> Exercise objective
Copy out each line of the records below that contains the word "instance".

> Listed records

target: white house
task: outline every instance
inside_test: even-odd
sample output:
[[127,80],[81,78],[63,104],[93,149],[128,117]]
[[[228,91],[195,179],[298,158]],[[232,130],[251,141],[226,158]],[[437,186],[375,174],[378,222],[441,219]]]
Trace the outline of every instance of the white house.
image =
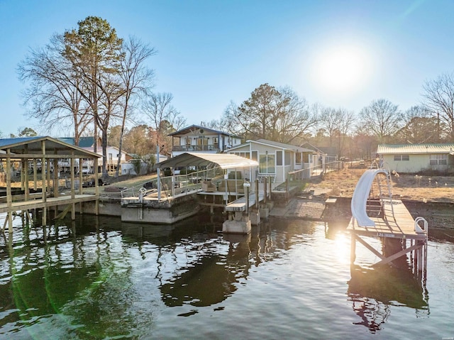
[[397,172],[454,172],[454,143],[380,144],[377,155],[385,168]]
[[170,133],[172,157],[190,152],[216,153],[241,144],[241,138],[205,126],[192,125]]
[[[256,177],[270,177],[277,183],[285,182],[289,172],[309,169],[318,161],[316,153],[312,150],[266,139],[246,141],[226,152],[258,161]],[[308,171],[304,177],[310,173]],[[253,176],[251,180],[255,180]]]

> Answer in full
task: outline every instance
Trace the outline of every instance of the white house.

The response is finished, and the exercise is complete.